▶ [ACTIVITÉ 1]:
Recopiez sans rien changer le passage du texte sur le projet ITER qui commence par « Mettre le soleil » et se poursuit jusqu'à « produire de l'énergie. ».
▶ [ACTIVITÉ 2]:
D'après le texte sur le projet ITER, quelle part de son électricité la France produit-elle à partir de l'atome ?
▶ [ACTIVITÉ 3]:
Rédigez la suite du texte sur le projet ITER à partir de sa dernière phrase.

▶ [EXTRAIT DU TEXTE]:
■ ■ ■ ■
Mettre le soleil en boîte : fantasme ou réalité à portée de main ? C'est pour tenter de répondre à cette question que le projet ITER a été conçu.Bientôt installé dans le Sud-Est de la France, ce réacteur expérimental permettra de tester la faisabilité technique de la fusion nucléaire contrôlée pour produire de l'énergie.
Le nucléaire qui réconcilie tout le monde
La France est le pays du nucléaire par excellence et produit environ 80% de son électricité à partir de l’atome. Même si ce mode de production d’énergie, qui n’émet aucun gaz à effet de serre, est largement encouragé en ces temps où le climat semble se réchauffer, certains pays souhaitent ne plus y avoir recours (l’Allemagne a voté la sortie du nucléaire pour 2020) ou prônent un mix énergétique (ensemble des sources d’approvisionnement) incluant d’autres sources d’énergie comme les énergies renouvelables. Ses détracteurs reprochent au nucléaire plusieurs défauts dont la production de déchets radioactifs à longue durée de vie et la dangerosité. Le projet ITER (International Thermonuclear Experimental Reactor) (lien : www.iter.org) a pour but de réconcilier tout le monde et de prouver la faisabilité technique de la production d’énergie à partir d’un réacteur de fusion nucléaire. Ce principe novateur, s’il est validé technologiquement, permettra de s’affranchir (en partie) des défauts du nucléaire classique. En effet, ce procédé ne génère que peu de déchets et écarte tout risque d’emballement de la réaction nucléaire et donc toute menace d’explosion. Il a en outre l’avantage de faire appel à des combustibles présents en grandes quantités sur notre planète.
■ ■ ■ ■
▶ [MATÉRIEL FOURNI]:
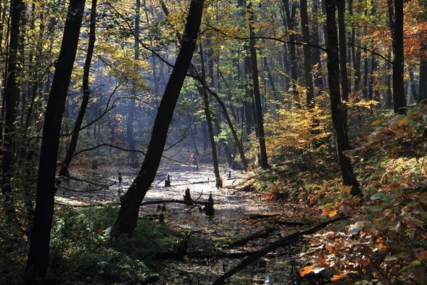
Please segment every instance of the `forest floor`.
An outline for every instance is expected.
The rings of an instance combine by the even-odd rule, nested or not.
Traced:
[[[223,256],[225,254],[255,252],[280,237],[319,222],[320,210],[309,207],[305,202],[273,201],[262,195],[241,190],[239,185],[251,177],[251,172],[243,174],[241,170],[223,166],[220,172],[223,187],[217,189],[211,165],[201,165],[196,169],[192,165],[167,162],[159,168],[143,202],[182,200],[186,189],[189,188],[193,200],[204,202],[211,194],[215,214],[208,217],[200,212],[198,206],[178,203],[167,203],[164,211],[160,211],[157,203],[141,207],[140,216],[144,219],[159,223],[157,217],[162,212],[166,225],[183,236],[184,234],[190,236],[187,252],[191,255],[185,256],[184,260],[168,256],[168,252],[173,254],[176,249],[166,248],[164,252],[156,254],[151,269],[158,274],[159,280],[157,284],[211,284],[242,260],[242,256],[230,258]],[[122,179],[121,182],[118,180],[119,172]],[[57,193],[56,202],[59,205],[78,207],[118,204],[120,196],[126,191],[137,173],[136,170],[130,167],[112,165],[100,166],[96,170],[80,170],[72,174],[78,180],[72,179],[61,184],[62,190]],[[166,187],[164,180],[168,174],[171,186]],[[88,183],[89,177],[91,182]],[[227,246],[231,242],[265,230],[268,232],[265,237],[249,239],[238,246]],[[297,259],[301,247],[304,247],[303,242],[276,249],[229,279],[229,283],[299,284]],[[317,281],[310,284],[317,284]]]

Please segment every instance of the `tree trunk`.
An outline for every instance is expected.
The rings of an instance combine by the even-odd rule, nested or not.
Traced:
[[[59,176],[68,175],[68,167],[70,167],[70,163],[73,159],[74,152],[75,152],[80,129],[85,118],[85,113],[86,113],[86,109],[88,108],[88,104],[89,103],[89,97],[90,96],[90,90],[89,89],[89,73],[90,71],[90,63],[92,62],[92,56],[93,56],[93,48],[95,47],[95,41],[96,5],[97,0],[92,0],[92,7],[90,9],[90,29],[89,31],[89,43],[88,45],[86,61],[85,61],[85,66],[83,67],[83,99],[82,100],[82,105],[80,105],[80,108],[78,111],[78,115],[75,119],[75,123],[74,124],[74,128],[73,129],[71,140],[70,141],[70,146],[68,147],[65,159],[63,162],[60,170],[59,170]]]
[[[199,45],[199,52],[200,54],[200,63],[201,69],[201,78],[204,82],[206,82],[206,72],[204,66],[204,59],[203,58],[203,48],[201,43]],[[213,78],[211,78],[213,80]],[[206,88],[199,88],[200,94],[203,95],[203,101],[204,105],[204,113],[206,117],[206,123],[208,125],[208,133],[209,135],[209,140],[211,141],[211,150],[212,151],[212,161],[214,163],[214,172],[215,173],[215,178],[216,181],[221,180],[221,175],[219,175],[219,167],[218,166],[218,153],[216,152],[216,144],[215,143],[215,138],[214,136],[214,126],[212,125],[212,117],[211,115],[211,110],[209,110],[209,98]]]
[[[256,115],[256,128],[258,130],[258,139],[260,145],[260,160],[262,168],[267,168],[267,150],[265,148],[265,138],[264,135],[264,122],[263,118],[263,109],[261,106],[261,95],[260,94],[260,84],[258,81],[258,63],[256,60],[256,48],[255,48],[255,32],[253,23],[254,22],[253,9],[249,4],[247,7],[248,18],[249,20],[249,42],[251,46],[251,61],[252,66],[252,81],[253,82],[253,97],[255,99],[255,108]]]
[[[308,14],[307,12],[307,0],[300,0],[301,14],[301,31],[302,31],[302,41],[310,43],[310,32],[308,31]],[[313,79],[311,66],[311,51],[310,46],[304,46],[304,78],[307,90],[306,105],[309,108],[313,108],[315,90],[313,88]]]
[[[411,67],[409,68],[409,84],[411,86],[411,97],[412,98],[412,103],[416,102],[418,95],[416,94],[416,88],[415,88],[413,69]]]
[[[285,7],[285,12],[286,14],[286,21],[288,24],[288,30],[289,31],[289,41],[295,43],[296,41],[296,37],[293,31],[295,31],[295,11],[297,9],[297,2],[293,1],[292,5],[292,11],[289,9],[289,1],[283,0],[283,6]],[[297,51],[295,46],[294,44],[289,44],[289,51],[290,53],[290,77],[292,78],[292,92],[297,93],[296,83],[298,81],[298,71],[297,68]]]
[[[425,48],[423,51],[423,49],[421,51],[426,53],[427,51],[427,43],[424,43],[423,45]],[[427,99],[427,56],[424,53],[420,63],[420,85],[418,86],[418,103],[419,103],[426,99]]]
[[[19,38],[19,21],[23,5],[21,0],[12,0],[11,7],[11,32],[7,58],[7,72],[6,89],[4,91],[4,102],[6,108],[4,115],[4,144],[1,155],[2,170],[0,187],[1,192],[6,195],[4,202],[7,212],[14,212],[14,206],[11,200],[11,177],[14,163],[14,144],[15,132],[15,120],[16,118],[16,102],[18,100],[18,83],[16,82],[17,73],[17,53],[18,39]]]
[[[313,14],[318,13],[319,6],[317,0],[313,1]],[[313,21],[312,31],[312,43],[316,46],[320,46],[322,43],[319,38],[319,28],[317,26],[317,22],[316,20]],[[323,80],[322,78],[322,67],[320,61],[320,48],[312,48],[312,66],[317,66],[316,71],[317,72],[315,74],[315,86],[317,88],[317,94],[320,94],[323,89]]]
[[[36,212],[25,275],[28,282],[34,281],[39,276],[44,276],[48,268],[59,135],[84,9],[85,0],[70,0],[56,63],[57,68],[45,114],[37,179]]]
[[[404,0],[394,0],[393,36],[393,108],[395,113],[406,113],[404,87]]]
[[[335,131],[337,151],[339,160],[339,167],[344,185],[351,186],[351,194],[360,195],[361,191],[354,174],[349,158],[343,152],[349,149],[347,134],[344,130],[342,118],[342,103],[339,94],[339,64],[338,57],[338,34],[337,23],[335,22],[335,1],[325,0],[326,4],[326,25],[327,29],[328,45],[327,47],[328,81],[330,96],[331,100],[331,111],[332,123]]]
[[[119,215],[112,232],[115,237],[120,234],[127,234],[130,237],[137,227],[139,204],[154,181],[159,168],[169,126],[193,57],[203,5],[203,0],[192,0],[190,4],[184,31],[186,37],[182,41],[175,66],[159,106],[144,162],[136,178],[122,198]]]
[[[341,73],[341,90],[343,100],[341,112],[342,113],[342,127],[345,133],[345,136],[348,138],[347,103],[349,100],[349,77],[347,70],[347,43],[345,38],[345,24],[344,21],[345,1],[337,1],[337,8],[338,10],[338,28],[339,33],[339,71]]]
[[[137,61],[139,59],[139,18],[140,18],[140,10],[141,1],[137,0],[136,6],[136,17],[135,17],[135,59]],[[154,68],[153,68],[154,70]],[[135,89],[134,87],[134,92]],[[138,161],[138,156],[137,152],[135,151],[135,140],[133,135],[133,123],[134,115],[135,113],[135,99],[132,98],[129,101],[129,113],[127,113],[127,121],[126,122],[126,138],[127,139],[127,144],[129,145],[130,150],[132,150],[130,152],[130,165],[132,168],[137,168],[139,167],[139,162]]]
■ ■ ■ ■
▶ [CORRIGÉ DE L'EXERCICE 1]:
Mettre le soleil en boîte : fantasme ou réalité à portée de main ? C'est pour tenter de répondre à cette question que le projet ITER a été conçu.Bientôt installé dans le Sud-Est de la France, ce réacteur expérimental permettra de tester la faisabilité technique de la fusion nucléaire contrôlée pour produire de l'énergie.

▶ [CORRIGÉ DE L'EXERCICE 2]:
La France produit environ 80 % de son électricité à partir de l'atome.

▶ [CORRIGÉ DE L'EXERCICE 3]:
Le soleil comme modèle
Avec la fusion nucléaire contrôlée, la science a pour but de reproduire les réactions thermonucléaires naturelles qui ont lieu au sein des étoiles, à des températures dépassant l’imagination (plusieurs millions de degrés !). Ce procédé a pour objectif de copier notre soleil afin de produire de l’électricité en grande quantité, à partir d’éléments abondants comme l’eau et le lithium. Quelle est la différence avec les réacteurs nucléaires traditionnels ? Le principe physique est tout simplement… inversé ! Finie la fission, voici la fusion. Ici, l’énergie ne résulte pas de la cassure d’un noyau d’uranium, mais de l’union de deux éléments. Toutefois, de nombreuses barrières technologiques restent à franchir. ITER sera là pour tester et confirmer, ou non, la faisabilité de ce principe physique pour produire de l’énergie. Sa mission est précise : à partir d’un mélange de deutérium et de tritium, deux atomes ressemblant comme deux gouttes d’eau à de l’hydrogène (appelés « isotopes »), générer pendant plus de six minutes une puissance de 500 MW, soit dix fois plus que l’énergie injectée. Pourquoi six minutes ? Des expériences menées jusqu’ici ont permis de maintenir un plasma pendant ce temps record, mais sans que la fusion ait lieu. D’autres essais ont conduit à une réaction de fusion d’une puissance de 16 MW, mais pendant un peu moins d’une minute seulement. Les six minutes demandées à ITER constituent un intervalle de temps à la fois réaliste du point de vue des physiciens et minimum pour valider le principe de faisabilité d’une centrale nucléaire à fusion. Il ne fallait pas moins d’une collaboration internationale intégrant plus de la moitié de la planète pour mener ce projet à bien. La Chine, la Corée du Sud, les Etats-Unis, l’Inde, le Japon, la Russie et l’Union européenne ont réuni leurs forces pour relever ce défi extraordinaire.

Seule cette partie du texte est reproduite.